Task description: Transcribe the following entries letter for letter, without the pictures.

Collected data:

^^^^^^^^

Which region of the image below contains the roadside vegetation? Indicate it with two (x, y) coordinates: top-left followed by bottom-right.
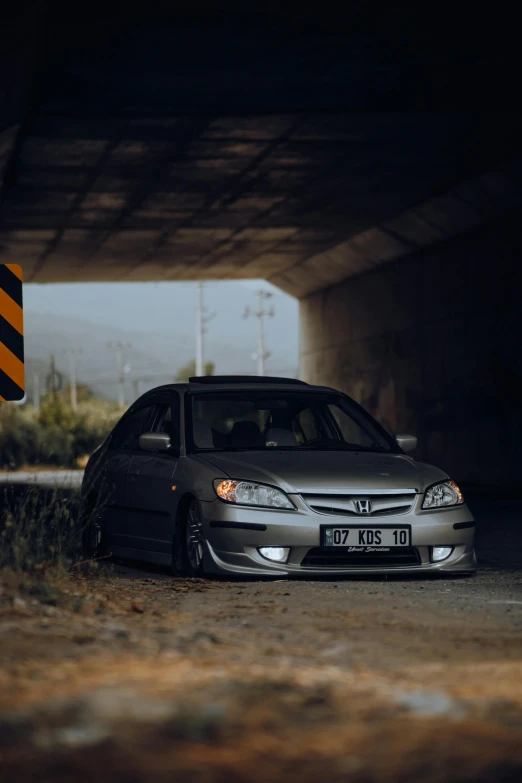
(0, 385), (111, 576)
(0, 386), (121, 470)
(0, 485), (79, 572)
(0, 479), (100, 661)
(0, 470), (109, 577)
(175, 359), (215, 382)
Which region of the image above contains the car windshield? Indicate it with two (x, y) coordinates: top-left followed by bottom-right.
(188, 391), (397, 453)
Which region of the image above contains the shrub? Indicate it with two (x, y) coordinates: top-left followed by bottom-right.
(1, 395), (115, 573)
(0, 395), (123, 469)
(0, 405), (41, 468)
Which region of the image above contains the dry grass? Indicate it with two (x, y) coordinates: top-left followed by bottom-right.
(0, 485), (82, 574)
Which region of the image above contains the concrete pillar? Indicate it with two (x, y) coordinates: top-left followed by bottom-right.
(299, 212), (522, 486)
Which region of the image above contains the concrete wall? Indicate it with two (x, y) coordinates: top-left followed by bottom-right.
(300, 212), (522, 486)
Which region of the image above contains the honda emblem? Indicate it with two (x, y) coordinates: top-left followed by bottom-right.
(354, 499), (372, 514)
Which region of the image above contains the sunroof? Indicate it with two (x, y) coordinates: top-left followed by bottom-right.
(188, 375), (308, 385)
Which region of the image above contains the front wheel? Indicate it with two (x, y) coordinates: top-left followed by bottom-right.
(80, 498), (108, 560)
(184, 499), (206, 578)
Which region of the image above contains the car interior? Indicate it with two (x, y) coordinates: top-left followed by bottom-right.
(192, 400), (322, 450)
(189, 392), (388, 452)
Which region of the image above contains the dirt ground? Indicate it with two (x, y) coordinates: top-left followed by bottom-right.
(1, 558), (522, 783)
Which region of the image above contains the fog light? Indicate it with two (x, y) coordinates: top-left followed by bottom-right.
(258, 547), (290, 563)
(432, 546), (453, 562)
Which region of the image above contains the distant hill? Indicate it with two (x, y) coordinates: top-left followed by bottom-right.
(23, 310), (298, 403)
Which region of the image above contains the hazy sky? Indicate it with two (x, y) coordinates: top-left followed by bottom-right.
(22, 278), (299, 377)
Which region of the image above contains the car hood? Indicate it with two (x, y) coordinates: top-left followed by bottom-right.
(198, 450), (448, 494)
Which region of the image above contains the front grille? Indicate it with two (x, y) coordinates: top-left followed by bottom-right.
(301, 492), (416, 517)
(301, 547), (421, 568)
(310, 504), (411, 517)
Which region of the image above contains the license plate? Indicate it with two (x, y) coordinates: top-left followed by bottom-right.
(323, 526), (411, 548)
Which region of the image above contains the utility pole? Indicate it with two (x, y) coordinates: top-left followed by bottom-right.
(65, 347), (82, 411)
(132, 378), (140, 400)
(107, 341), (132, 409)
(46, 355), (63, 400)
(243, 289), (274, 376)
(195, 282), (216, 376)
(195, 282), (203, 376)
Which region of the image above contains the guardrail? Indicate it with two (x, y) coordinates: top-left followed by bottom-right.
(0, 471), (84, 489)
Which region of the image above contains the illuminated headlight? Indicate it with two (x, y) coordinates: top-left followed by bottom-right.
(432, 546), (453, 562)
(259, 547), (290, 563)
(213, 479), (294, 509)
(422, 480), (464, 509)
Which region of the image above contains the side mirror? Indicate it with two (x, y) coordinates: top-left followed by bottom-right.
(139, 432), (172, 453)
(395, 433), (418, 453)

^^^^^^^^

Answer box:
Which region of the image below contains the roadside vegetation? Indicate it with two (x, y) coordinates: top-left followed by bottom-right.
(0, 385), (111, 576)
(0, 386), (121, 470)
(0, 485), (79, 572)
(0, 479), (100, 661)
(0, 470), (109, 577)
(175, 359), (215, 382)
Which region of the image above contains the car windshield? Indicate it with two (x, y) coordinates: top-left followed by bottom-right.
(188, 391), (397, 453)
Which region of the image above contains the shrub? Indicate it with two (x, y) coordinates: top-left followed by bottom-right.
(1, 395), (115, 573)
(0, 395), (123, 469)
(0, 405), (41, 468)
Which region of the image above contains the dry grass? Indicate it with two (x, y) coordinates: top-left followed by bottom-right.
(0, 485), (82, 574)
Which region of the image above contains the concrete pillar? Indicate it with two (x, y) coordinates: top-left followed by bottom-right.
(299, 212), (522, 486)
Which region of the image above contains the concrete wall? Indicate it with two (x, y) coordinates: top-left followed by bottom-right.
(300, 212), (522, 486)
Which region of the image above contains the honda emblem? Indicate it with two (x, y) coordinates: top-left followed by bottom-right.
(354, 499), (372, 514)
Which region of the image above contains the sunroof? Indicate it with two (x, y) coordinates: top-left followed by bottom-right.
(188, 375), (308, 385)
Which region of the image above contains the front wheel? Indicate it with two (x, y) coordinates: top-left followed by bottom-right.
(80, 498), (108, 560)
(184, 499), (206, 578)
Which region of the image above contains the car interior? Indicate it with two (x, y) coordinates: top-left followed by bottom-right.
(192, 400), (322, 450)
(189, 392), (388, 452)
Which region of the image above contains the dirt ground? Indicate it with two (x, y) coordinates: top-left followed by bottom-right.
(1, 558), (522, 783)
Which region of the image above contains the fog light? Indicate it with two (x, y) coordinates: top-left followed by bottom-right.
(258, 547), (290, 563)
(432, 546), (453, 562)
Which region of the image above contains the distant hill? Indicate it with two (x, y) coordinates: top-left followed by bottom-right.
(23, 310), (298, 403)
Which region of the image above contains the hazy sky? Indicate it with two (x, y) coordinates: top-left followed by bottom-right.
(22, 278), (299, 377)
Which region of the image above contains the car hood? Indicate it with two (x, y) coordinates: top-left followed by bottom-right.
(198, 450), (448, 494)
Which region of the image above contains the front grille? Indicate it with two (x, y) coordinates: top-left followed by bottom-right.
(301, 492), (416, 517)
(301, 547), (421, 568)
(310, 504), (411, 517)
Which region of the image above contains the license plate? Indicate it with two (x, y) coordinates: top-left followed by bottom-right.
(323, 526), (411, 548)
Which region of the image above contains the utility pole? Indicate it with two (x, y) coordinates: top-left followed by bottom-right.
(65, 347), (82, 411)
(132, 378), (140, 400)
(107, 341), (132, 409)
(46, 355), (63, 400)
(243, 289), (274, 376)
(195, 282), (216, 376)
(195, 282), (203, 376)
Which region of the image above contains the guardrail? Indicate it with two (x, y) coordinates: top-left followed by bottom-right.
(0, 471), (84, 489)
Which region of the image above contains the illuminated headlight? Indicate it with two (x, y) coordinates: top-left followed by bottom-right.
(432, 546), (453, 562)
(259, 547), (290, 563)
(213, 479), (294, 509)
(422, 480), (464, 509)
Which region of the image above contains the side mirror? Indicate it with two (x, y) coordinates: top-left followed by bottom-right.
(139, 432), (172, 453)
(395, 433), (418, 453)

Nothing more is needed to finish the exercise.